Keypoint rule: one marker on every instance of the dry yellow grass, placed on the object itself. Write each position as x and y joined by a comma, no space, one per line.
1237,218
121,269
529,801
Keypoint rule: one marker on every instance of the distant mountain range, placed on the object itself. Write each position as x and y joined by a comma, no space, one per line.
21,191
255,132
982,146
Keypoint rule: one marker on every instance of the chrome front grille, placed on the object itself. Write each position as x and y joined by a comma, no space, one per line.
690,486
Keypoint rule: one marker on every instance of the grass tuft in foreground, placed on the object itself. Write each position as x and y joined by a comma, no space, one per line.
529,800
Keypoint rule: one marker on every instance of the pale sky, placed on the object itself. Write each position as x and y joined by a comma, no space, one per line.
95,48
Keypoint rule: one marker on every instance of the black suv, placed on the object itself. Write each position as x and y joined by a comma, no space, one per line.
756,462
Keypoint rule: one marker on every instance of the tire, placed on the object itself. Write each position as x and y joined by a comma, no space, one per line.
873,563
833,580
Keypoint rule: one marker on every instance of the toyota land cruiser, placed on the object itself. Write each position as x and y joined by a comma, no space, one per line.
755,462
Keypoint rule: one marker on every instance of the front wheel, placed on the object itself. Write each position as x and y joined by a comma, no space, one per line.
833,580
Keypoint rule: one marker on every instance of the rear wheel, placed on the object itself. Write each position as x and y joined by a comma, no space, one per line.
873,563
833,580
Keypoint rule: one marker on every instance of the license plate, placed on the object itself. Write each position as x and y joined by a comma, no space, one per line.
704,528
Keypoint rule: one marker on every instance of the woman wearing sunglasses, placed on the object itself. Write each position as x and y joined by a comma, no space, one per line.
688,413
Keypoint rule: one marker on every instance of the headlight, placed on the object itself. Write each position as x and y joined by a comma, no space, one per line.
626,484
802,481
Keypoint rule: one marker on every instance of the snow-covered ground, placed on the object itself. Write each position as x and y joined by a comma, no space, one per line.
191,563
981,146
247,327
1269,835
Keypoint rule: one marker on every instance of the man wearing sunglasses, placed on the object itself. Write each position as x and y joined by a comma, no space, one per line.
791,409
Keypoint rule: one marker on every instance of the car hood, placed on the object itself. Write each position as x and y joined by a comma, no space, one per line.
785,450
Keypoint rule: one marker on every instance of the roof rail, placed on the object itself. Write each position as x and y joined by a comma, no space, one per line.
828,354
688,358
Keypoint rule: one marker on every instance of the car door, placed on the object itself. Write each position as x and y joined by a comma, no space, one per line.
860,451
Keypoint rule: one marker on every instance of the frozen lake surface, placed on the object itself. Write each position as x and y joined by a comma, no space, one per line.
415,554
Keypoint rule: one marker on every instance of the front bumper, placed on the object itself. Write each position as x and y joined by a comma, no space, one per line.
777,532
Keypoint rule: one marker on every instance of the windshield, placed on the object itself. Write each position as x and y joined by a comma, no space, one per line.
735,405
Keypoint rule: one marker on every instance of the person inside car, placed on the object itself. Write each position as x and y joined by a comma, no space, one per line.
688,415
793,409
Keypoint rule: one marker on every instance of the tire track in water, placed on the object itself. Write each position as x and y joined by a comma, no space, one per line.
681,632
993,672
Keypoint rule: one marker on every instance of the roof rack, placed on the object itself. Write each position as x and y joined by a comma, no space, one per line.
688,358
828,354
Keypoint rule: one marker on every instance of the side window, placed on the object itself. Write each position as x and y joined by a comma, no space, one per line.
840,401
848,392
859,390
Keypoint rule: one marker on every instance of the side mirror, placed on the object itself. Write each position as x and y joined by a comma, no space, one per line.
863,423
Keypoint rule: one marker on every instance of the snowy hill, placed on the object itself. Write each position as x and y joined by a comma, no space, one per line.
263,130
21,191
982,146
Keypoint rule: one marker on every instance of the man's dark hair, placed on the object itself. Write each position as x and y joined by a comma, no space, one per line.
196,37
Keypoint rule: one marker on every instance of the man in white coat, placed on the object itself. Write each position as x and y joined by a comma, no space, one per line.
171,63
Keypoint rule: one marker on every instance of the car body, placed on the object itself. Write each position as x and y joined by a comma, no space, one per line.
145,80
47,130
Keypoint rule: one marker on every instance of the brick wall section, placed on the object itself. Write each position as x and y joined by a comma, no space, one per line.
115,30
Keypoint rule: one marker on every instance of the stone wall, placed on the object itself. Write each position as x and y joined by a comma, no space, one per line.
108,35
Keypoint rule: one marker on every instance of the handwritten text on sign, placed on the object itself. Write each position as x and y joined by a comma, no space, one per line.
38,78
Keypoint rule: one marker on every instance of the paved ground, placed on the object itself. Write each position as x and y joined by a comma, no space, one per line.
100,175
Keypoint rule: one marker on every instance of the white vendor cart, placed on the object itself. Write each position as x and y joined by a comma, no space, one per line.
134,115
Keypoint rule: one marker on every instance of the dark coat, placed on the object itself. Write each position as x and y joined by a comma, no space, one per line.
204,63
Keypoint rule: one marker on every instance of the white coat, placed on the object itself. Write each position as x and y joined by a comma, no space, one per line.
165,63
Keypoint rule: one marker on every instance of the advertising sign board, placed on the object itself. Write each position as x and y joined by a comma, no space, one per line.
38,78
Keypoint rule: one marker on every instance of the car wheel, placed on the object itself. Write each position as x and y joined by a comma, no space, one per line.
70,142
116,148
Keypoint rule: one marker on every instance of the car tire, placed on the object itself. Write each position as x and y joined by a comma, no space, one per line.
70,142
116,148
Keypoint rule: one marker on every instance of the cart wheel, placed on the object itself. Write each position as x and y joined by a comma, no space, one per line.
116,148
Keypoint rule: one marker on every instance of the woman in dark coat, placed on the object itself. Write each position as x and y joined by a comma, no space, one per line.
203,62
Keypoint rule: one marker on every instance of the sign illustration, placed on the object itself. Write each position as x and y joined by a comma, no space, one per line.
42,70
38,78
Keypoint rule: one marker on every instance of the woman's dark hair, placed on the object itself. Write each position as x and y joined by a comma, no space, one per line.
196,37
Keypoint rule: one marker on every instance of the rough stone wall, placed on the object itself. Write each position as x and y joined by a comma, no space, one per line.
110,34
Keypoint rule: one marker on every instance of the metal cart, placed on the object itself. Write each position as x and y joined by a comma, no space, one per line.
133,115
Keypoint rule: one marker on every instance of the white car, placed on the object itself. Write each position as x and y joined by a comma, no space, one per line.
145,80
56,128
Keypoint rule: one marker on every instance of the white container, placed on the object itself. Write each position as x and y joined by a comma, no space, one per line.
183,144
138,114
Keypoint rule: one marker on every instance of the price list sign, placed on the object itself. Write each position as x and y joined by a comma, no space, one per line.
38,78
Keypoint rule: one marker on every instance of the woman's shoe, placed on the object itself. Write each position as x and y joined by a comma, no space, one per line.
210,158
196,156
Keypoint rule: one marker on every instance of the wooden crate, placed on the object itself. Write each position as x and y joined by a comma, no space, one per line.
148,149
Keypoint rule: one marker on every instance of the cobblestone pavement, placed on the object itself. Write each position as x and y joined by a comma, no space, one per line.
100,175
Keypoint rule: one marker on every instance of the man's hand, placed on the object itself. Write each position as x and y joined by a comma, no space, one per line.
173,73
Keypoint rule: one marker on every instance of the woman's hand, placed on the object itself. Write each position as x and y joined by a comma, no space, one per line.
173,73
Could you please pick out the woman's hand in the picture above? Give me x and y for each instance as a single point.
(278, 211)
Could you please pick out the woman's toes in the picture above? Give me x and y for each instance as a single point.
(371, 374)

----

Task statement
Write every line of the entries again, word for word.

Answer space
Keypoint rule: one marker on every instance of the dry yellow grass, placed on the object itself. Write each position as x and y joined by a comma, no space, one per line.
1237,218
121,269
529,801
Keypoint rule: one marker on every instance of the distant mountain range, placed on the object itself. Write each position as x and y joined by a comma, no space, one per line.
21,191
255,132
982,146
Keypoint rule: one marker on every instance of the chrome front grille, placed on the object itself. Write each position as x and y joined by a comma, no space, one per line.
690,486
Keypoint rule: one marker on every instance of the grass tuft in foreground, placed on the object itself. Write each position as x and y joined by a comma, no space, one per line.
529,800
Keypoint rule: one marker on every instance of the pale sky, placed on the object itself. Write each position as x and y joined by a comma, no space, one per line.
95,48
Keypoint rule: one marker on every instance of the black suv, placed on the object itself. Write each position as x and y joined by a comma, no space, one per line.
756,462
Keypoint rule: one marker on every instance of the tire, placed on the object itself. Write each position as x and y joined by a comma, no space, one per line.
873,563
833,580
Keypoint rule: one marker on every instance of the toyota land cruiser, placed on the object itself. Write each position as x and y joined by a comma, no space, one per line.
755,462
Keypoint rule: one marker on every instance of the front wheel, placed on the object itself. Write each position as x and y joined by a comma, no space, one per line.
833,580
Keypoint rule: one marker on every instance of the rear wheel, placed on the object itself. Write each position as x and y joined by a comma, no space, one per line.
873,563
833,580
Keypoint rule: one marker on every instance of the license plate, placed on the object itself. Write each position as x and y joined by a comma, no space, one per line.
704,528
Keypoint rule: one marker on every instance of the woman wearing sunglasses, placed on the object itself. Write each position as x and y joined by a comma, no space, one per line.
688,413
Keypoint rule: one marker on every instance of the headlight, placed on the object itself. Write each position as x and y joined by a comma, no space, one per line.
626,484
802,481
Keypoint rule: one marker on every instance of the snow-covered ground, placed on the object itself. Write each position as x and y joined by a comma, no space, one per line.
191,563
981,146
247,327
1269,835
Keypoint rule: one marker on every instance of the man wearing sunglasses, placed on the object itself. Write each position as x and y joined by a comma, no space, one per line.
791,409
Keypoint rule: one marker on every instance of the car hood, placed on the object itself. Write each position as x and y joined by a comma, no space, one per line.
785,450
Keypoint rule: one marker on every instance of the roof rail, placed on the object itself. Write each position as x and y joined by a comma, no space, one per line.
828,354
688,358
Keypoint rule: one marker on every instance of the car door, placed on the object itself. Write each position as x and y joined by a comma, no space, one per line.
860,451
Keypoint rule: one marker on every instance of the frozen lake surface, placed on the object itself. Write each position as x and y joined by a comma, no space, one per line.
415,554
Keypoint rule: one marker on every instance of the front bumper, placed on the object itself. Write each position as x and y joined by a comma, no space, one per line.
777,532
Keypoint rule: one marker on every instance of the windshield, placed on the object itself. Write each position as x and y joined by a comma, no space, one per line.
735,405
Keypoint rule: one marker on every instance of the person inside car, placed on the object itself. Write each position as x and y joined by a comma, no space, one per line.
688,415
793,409
Keypoint rule: one marker on every instance of the tire track in water, placed on the object itself. Write each position as x and y joined by a comma, no space, one per line.
681,632
993,672
Keypoint rule: one marker on every instance of the roof rack, placed on the object itself. Write each position as x and y joined by a comma, no space, one per line.
688,358
828,354
Keypoint rule: one marker on every instance of the side window, placed on the object itself. Write each position as x and y joined by a comma, no space, one per line.
840,401
848,392
859,390
Keypoint rule: one marker on every instance of the side mirror, placed on the object itself. Write each position as x and y joined by a comma, no space, one per line.
863,423
Keypoint rule: one marker on every instance of the snowy hill, placed on the object itself. Write each position as x and y joined by a comma, no space, one per line.
263,130
21,191
982,146
Keypoint rule: one marker on every instance of the man's dark hair, placed on the object itself. Write each position as x and y joined by a comma, no space, one per line.
196,37
Keypoint rule: one marker on every instance of the man in white coat, placed on the object itself. Write each position as x and y joined by a comma, no space, one per line.
171,63
Keypoint rule: one marker on every instance of the car body, placed on the object itself. Write each position as x and y joined by a comma, no space, one per line.
145,80
47,130
Keypoint rule: one marker on every instance of the brick wall section, placed on the object itself. Write each position as x and y joined by a comma, no space, one per line.
115,30
Keypoint rule: one marker on every instance of the stone wall, placed on the object itself. Write each position as x and y joined by a comma, no space, one per line.
108,35
Keypoint rule: one marker on every instance of the handwritten text on sign, placed on the object itself. Write each position as x and y joined by a comma, no space, one per line.
38,78
Keypoint rule: one marker on every instance of the paved ground, placed on the object itself. Write each position as x and y joined by a comma, no space, one per line.
100,175
Keypoint rule: one marker on every instance of the white vendor cart, placed on the object itself. Write each position as x and y joined by a comma, no space, one per line.
134,115
Keypoint rule: one marker on every instance of the dark coat, placed on the object itself. Write each position as x and y joined by a comma, no space, one per line.
204,63
Keypoint rule: one marker on every instance of the white coat, placed on the object itself. Write each position as x and y joined by a comma, no space, one per line.
165,63
Keypoint rule: one marker on every instance of the advertising sign board, placed on the object itself. Write each position as x and y joined by a comma, no space, one per line.
38,78
Keypoint rule: one marker on every instance of the car wheel, placed on the object itself. Write each position as x and y joined by a comma, no space, one per line.
70,142
116,148
Keypoint rule: one marker on every instance of the car tire, placed on the object itself. Write each position as x and y joined by a comma, no space, one per line.
70,142
116,148
Keypoint rule: one marker on every instance of the cart wheel, placed on the object itself. Write each position as x and y joined by a comma, no space, one per line.
116,148
Keypoint rule: one marker on every instance of the woman in dark coat, placed on the object itself. Write each position as x and y joined by a comma, no space, one per line.
203,62
Keypoint rule: one marker on every instance of the sign illustration, placed on the object itself. Write each position as x and y joined by a comma, no space, one per line.
42,70
38,78
Keypoint rule: one marker on every instance of the woman's dark hair, placed on the object itself. Write each position as x and y joined by a comma, no space, one per line.
196,37
Keypoint rule: one marker on every instance of the rough stone wall, placed on the object itself. Write each position as x and y joined by a comma, no space, one per line.
110,34
Keypoint rule: one marker on every instance of the metal cart, placed on the object itself. Write each position as x and y joined by a comma, no space, one per line.
133,115
Keypoint rule: one marker on every instance of the white car, placed on the object itself. Write each position as x and y joined by a comma, no space, one per line.
145,80
56,128
Keypoint rule: one marker on every instance of the white container, placed on the object itself. Write each position as x and y joined by a comma, no space, one per line.
183,144
138,114
Keypoint rule: one marker on every instance of the price list sign, placed on the object itself. Write each position as x and y joined by a comma, no space, one per line.
38,78
Keypoint rule: one marker on every instance of the woman's shoe, placed on the object itself. Write each position as x and y joined by a comma, no space, one per line.
210,158
196,156
Keypoint rule: one marker on every instance of the wooden crate, placed on the object itself. Write each position as x and y joined by a comma, no space, one per line.
148,149
Keypoint rule: one marker on every instance of the cobblestone pavement, placed on the object itself. Write each position as x and y joined by a comma, no space, one per line.
100,175
Keypoint rule: one marker on every instance of the man's hand, placed on the object itself. Write each position as x and y joined by a comma, no space, one per line.
173,73
Keypoint rule: one marker on every instance of the woman's hand, placed on the object itself. Write each position as x and y joined by a comma, no space, one per line.
173,73
Could you please pick out the woman's hand in the picture above? Give me x and y for each instance as a single point.
(278, 211)
Could you please pick out the woman's toes in the picture above? Give me x and y for each instance as a single point.
(371, 374)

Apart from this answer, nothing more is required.